### Task to complete
Every line below needs to be returned exactly as written.

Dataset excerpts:
★ ★ ★ ★ ★ ★ ★
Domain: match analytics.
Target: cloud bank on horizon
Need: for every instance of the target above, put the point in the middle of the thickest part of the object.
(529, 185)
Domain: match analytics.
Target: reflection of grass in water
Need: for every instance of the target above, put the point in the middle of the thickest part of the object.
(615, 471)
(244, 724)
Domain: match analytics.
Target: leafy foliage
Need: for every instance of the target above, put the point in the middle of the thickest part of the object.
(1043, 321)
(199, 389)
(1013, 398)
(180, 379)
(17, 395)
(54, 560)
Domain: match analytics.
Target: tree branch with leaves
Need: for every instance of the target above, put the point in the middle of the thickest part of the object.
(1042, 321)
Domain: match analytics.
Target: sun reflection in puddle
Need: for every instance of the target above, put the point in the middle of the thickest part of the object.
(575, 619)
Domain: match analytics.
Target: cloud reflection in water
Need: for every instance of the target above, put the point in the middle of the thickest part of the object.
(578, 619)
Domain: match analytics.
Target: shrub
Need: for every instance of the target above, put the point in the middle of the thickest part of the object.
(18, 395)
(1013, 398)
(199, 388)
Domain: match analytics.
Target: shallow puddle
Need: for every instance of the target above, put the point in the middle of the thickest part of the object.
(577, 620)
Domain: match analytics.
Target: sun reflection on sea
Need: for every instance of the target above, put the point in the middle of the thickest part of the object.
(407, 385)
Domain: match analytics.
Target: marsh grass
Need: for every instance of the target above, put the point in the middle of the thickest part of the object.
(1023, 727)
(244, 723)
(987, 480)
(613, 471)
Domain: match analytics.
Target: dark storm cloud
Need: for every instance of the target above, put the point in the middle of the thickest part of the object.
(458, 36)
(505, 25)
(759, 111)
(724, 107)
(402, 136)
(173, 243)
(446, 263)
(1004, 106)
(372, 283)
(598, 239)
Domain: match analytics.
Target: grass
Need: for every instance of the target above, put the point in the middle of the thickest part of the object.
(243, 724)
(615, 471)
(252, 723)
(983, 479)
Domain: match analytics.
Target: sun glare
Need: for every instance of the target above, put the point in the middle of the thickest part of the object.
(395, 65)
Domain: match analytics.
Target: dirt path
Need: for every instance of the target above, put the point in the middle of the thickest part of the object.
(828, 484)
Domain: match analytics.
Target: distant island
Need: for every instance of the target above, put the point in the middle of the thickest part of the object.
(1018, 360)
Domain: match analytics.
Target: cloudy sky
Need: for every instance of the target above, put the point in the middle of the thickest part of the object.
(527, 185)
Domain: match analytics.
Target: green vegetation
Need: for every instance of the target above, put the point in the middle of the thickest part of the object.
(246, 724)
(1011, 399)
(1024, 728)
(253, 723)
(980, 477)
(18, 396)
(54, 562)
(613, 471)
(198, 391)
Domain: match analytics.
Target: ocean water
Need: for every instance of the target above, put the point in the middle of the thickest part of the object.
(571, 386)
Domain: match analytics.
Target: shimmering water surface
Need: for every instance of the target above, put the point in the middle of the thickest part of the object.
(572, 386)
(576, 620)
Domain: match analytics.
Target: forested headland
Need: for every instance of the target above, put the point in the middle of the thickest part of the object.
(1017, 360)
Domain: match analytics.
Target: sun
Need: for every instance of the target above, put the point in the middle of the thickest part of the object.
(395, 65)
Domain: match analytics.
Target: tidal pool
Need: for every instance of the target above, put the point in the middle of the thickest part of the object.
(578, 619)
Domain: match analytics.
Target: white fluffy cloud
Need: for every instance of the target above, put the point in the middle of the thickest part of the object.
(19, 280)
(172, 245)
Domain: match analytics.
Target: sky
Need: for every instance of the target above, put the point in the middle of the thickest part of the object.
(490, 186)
★ ★ ★ ★ ★ ★ ★
### Answer to the exercise
Domain: match analytics.
Target: cloud bank on horizon
Need: for every instance of the target above, put the point in the middle of the thickest part of the object.
(529, 185)
Domain: match analytics.
Target: reflection of grass in water
Need: for every instance of the target above, put the point in the middle of the thickest part of the object.
(615, 471)
(244, 724)
Domain: match analytics.
Target: leafy foliage
Need: for every instance of the target above, put the point in the middle of the thickest part of the object.
(1043, 321)
(199, 389)
(1013, 398)
(180, 379)
(17, 395)
(54, 560)
Domain: match analytics.
Target: tree branch with leaves
Need: for every instance of the target above, put the point in the middle of the thickest part of the object.
(1042, 321)
Domain: match analytics.
Target: sun reflection in puddle
Need: for every instance of the target above, put the point in the middle of the thickest part of the object.
(575, 619)
Domain: match analytics.
Target: cloud reflection in water
Need: for every instance of the target above, put the point in the middle of the thickest part of the object.
(578, 619)
Domain: match analytics.
Target: shrub
Need: for every instance of the target above, put the point in the middle of the thickest part of the object.
(18, 395)
(1013, 398)
(199, 388)
Domain: match analytics.
Target: shallow puddle
Need: for every instance of the target above, put the point in the middle of the thickest part of the object.
(577, 620)
Domain: match analytics.
Target: sun reflection on sea
Need: for every instance of the target above, put the point in the middle of the thickest part of the object.
(407, 385)
Domain: match analytics.
Target: marsh grass
Need: for every instance of the target above, put the point in the middle of the thickest part of the object.
(1023, 727)
(244, 723)
(987, 480)
(613, 471)
Domain: match analytics.
Target: dark storm cloud
Need: for every instance of the target above, put the point in the middle of the thickest part of the object.
(458, 36)
(505, 25)
(759, 111)
(724, 107)
(402, 136)
(173, 243)
(446, 263)
(1004, 106)
(372, 283)
(598, 239)
Domain: match analytics.
Target: grass
Need: for every instance of the target above, put the point in the middle of the thickest part of the object.
(243, 724)
(615, 471)
(252, 723)
(983, 479)
Domain: match analytics.
Target: sun glare
Need: for every instance of the target above, put the point in the middle of the thickest part of the object.
(395, 65)
Domain: match analytics.
Target: dirt path
Need: for every instance of the target above, put the point in the middle of the thickest part of the object.
(828, 484)
Domain: match analytics.
Target: distant island
Need: for every instance of the target above, put the point in the middle of the thickest part of the object.
(1018, 360)
Domain: match analytics.
Target: cloudy sky
Need: for every instance of the target above, put the point in the middle of the thickest part of the object.
(527, 185)
Domain: match analytics.
Target: green vegetation
Need: for every instance of the target above, put the point in the middle of the thickest part of the object.
(246, 724)
(1011, 399)
(1024, 728)
(253, 723)
(980, 477)
(18, 396)
(54, 562)
(613, 471)
(198, 391)
Domain: match analytics.
Target: ocean water
Need: for every instance of the target above, put the point in the middle of the thickest part of the object.
(571, 386)
Domain: match analytics.
Target: shimmering water surface
Need: for every instance of the target above, put the point in the middle of the thickest part of the object.
(572, 386)
(576, 620)
Domain: match analytics.
Target: forested headland
Need: for every instance of the target above, put the point in the middle of the thickest part of the object.
(1017, 360)
Domain: match analytics.
Target: sun
Need: for every instance of the target above, put the point in the middle of the thickest part of the object.
(395, 65)
Domain: match analytics.
Target: tidal pool
Need: for every instance of the target above, put the point in the middle of the thickest part of the object.
(578, 619)
Domain: match analytics.
Target: white fluffy cloud
Need: for every instance of the target above, put the point in the middle of the thickest part of the object.
(19, 280)
(172, 245)
Domain: match analytics.
Target: sky
Need: for every instance of the target above, put the point in the middle of the thickest part of the object.
(490, 186)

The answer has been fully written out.